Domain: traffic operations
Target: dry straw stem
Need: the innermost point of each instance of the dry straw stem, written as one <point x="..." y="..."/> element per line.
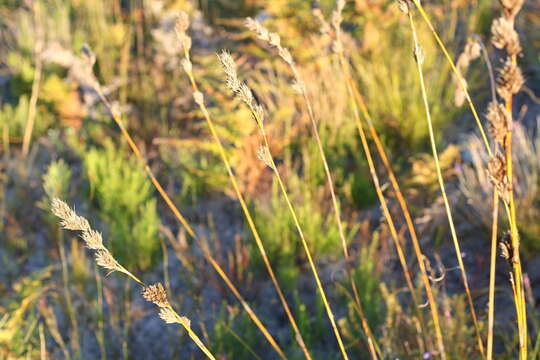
<point x="244" y="94"/>
<point x="338" y="48"/>
<point x="358" y="101"/>
<point x="274" y="40"/>
<point x="199" y="99"/>
<point x="93" y="240"/>
<point x="156" y="294"/>
<point x="215" y="265"/>
<point x="493" y="260"/>
<point x="116" y="117"/>
<point x="416" y="45"/>
<point x="456" y="71"/>
<point x="508" y="84"/>
<point x="38" y="47"/>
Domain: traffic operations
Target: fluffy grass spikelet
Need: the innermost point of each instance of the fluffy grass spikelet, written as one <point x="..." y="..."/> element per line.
<point x="156" y="294"/>
<point x="510" y="80"/>
<point x="503" y="36"/>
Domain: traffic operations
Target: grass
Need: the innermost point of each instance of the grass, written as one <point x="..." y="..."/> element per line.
<point x="334" y="206"/>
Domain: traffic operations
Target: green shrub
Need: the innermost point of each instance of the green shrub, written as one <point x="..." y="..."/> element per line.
<point x="126" y="205"/>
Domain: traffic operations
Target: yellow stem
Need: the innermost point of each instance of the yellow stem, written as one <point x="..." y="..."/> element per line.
<point x="189" y="229"/>
<point x="442" y="187"/>
<point x="406" y="213"/>
<point x="328" y="309"/>
<point x="250" y="221"/>
<point x="493" y="260"/>
<point x="456" y="71"/>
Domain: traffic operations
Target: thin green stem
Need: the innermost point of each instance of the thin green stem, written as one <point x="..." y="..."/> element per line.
<point x="441" y="182"/>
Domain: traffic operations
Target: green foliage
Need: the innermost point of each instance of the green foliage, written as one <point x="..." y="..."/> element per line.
<point x="368" y="280"/>
<point x="56" y="180"/>
<point x="126" y="204"/>
<point x="280" y="236"/>
<point x="15" y="117"/>
<point x="18" y="325"/>
<point x="235" y="336"/>
<point x="312" y="322"/>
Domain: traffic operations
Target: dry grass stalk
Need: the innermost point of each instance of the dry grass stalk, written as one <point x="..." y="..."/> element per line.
<point x="36" y="82"/>
<point x="471" y="52"/>
<point x="509" y="82"/>
<point x="257" y="112"/>
<point x="273" y="39"/>
<point x="186" y="44"/>
<point x="455" y="70"/>
<point x="358" y="102"/>
<point x="245" y="93"/>
<point x="93" y="240"/>
<point x="493" y="260"/>
<point x="440" y="179"/>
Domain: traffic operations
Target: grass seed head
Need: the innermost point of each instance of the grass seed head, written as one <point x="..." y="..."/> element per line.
<point x="156" y="294"/>
<point x="503" y="36"/>
<point x="498" y="121"/>
<point x="93" y="239"/>
<point x="70" y="219"/>
<point x="510" y="80"/>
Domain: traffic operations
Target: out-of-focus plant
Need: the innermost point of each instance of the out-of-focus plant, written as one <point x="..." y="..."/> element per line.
<point x="126" y="203"/>
<point x="476" y="186"/>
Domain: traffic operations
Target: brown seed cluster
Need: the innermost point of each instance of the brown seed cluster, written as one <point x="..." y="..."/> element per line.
<point x="510" y="80"/>
<point x="156" y="294"/>
<point x="503" y="36"/>
<point x="93" y="240"/>
<point x="498" y="121"/>
<point x="498" y="176"/>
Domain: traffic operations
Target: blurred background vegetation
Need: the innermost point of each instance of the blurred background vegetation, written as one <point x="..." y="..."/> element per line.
<point x="53" y="300"/>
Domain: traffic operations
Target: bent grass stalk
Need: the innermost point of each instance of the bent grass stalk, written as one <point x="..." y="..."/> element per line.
<point x="456" y="71"/>
<point x="359" y="102"/>
<point x="493" y="260"/>
<point x="419" y="59"/>
<point x="185" y="224"/>
<point x="153" y="293"/>
<point x="273" y="40"/>
<point x="199" y="99"/>
<point x="375" y="178"/>
<point x="244" y="93"/>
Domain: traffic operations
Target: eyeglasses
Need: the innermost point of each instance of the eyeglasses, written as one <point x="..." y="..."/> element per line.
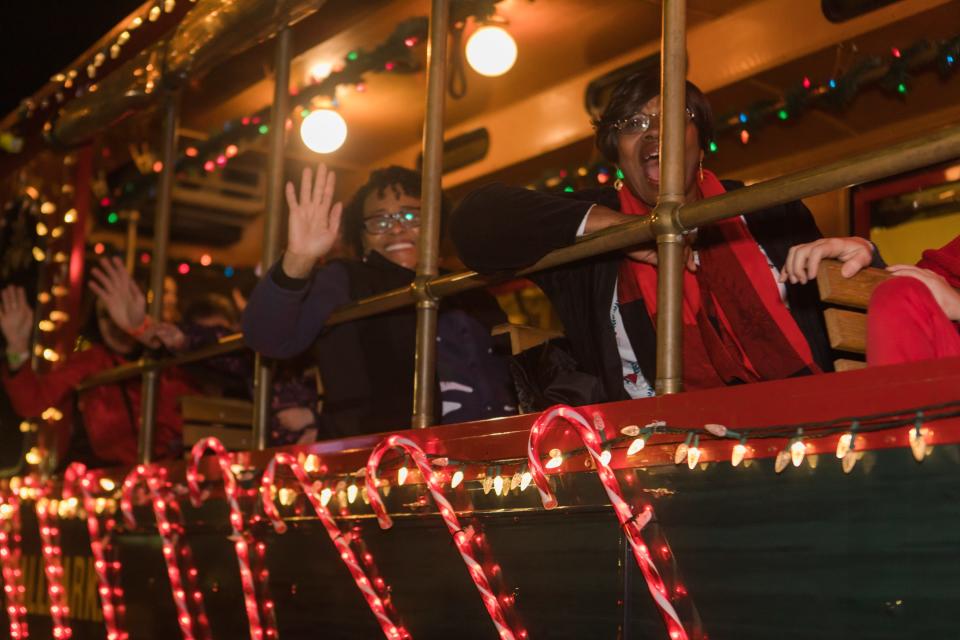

_ _ _

◆ Assignment: Starting at the line that has "green shrub, written" and ending at the line that has "Target: thin green stem", please write out the lines above exactly, leaving out all others.

◆ Solution for this task:
Need: the innermost point of each instance of the green shrub, written as one <point x="..." y="..."/> element per line.
<point x="126" y="205"/>
Domain: traffic operations
Target: yellow stem
Need: the innermost point of each instance of the yellow stem, written as one <point x="..." y="..."/> element per line.
<point x="189" y="229"/>
<point x="442" y="187"/>
<point x="406" y="213"/>
<point x="328" y="309"/>
<point x="250" y="221"/>
<point x="493" y="260"/>
<point x="456" y="71"/>
Domain: traffic operations
Target: thin green stem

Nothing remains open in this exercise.